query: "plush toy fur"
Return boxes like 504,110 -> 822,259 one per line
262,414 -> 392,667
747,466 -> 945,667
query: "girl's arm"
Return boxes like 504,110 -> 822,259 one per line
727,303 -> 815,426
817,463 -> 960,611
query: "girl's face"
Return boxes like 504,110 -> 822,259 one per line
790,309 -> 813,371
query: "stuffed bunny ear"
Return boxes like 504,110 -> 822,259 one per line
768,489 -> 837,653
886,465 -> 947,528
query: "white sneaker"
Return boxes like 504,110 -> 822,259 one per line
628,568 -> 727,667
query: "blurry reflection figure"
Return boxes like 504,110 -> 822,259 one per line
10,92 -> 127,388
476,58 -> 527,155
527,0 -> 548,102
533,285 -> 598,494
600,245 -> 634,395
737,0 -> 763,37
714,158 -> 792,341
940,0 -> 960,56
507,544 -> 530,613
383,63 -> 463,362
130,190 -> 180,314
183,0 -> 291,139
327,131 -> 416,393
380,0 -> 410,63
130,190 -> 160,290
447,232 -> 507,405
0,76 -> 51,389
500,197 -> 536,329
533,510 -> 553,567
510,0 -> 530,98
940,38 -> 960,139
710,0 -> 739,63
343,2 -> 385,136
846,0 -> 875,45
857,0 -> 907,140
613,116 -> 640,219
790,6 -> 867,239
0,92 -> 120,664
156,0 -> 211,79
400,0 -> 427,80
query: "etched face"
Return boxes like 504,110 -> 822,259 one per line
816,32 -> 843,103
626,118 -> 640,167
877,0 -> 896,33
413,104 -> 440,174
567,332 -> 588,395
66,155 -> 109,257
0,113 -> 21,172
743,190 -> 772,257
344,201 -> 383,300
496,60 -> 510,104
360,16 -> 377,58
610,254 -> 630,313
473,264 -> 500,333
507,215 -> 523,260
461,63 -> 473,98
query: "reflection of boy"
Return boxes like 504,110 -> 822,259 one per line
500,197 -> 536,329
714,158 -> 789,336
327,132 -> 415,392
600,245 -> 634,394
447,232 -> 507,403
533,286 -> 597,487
○ ○ ○
Short task: Convert all the lines above into a two-column CSV with the header request,boxes. Give one row per request, with the request's full text in the request column and its answer in the boxes column, each field in double quotes and every line break replaced by a space.

Answer:
request,boxes
"query: ""plush toy fur"" Return boxes like 504,110 -> 822,259 one per line","262,414 -> 392,667 747,466 -> 945,667"
"query: ""girl's arm"" Return boxes like 504,110 -> 822,259 one per line","727,303 -> 815,426 817,463 -> 960,611"
"query: ""girl's face"" Return boxes like 504,110 -> 822,259 one per line","790,309 -> 813,371"
"query: ""stuffed bunny ear"" Return boxes like 504,110 -> 822,259 one per line","768,489 -> 837,653 886,465 -> 947,528"
"query: ""white sneaker"" Return boxes like 504,110 -> 822,259 one per line","628,568 -> 727,667"
"query: ""blurry reflection figure"" Return boxes like 504,110 -> 822,259 one per line","10,92 -> 127,388 476,58 -> 527,155 527,0 -> 548,102 533,285 -> 598,494 600,245 -> 634,395 737,0 -> 763,37 714,158 -> 792,341 940,0 -> 960,56 507,544 -> 530,613 383,63 -> 463,362 130,190 -> 180,314 183,0 -> 291,139 327,131 -> 416,393 380,0 -> 410,63 130,190 -> 160,290 447,232 -> 507,405 0,76 -> 51,389 500,197 -> 536,329 533,510 -> 553,567 510,0 -> 530,98 940,38 -> 960,139 710,0 -> 739,63 343,2 -> 385,136 846,0 -> 875,45 857,0 -> 907,140 613,116 -> 640,219 790,6 -> 867,239 0,92 -> 120,664 156,0 -> 211,79 400,0 -> 427,80"
"query: ""etched face"" Return boxes like 504,110 -> 822,259 one per line","816,32 -> 843,103 626,118 -> 640,167 877,0 -> 896,33 413,104 -> 440,174 567,332 -> 588,395 66,155 -> 109,257 0,113 -> 21,172 743,190 -> 772,257 344,201 -> 383,300 496,60 -> 510,104 360,16 -> 377,58 610,254 -> 630,313 473,264 -> 500,333 507,215 -> 523,260 461,63 -> 473,98"
"query: ""reflection of boy"" Return boxes like 504,110 -> 822,259 one per line","500,197 -> 536,329 714,158 -> 789,336 327,132 -> 415,392 600,245 -> 634,394 447,232 -> 507,403 533,286 -> 597,487"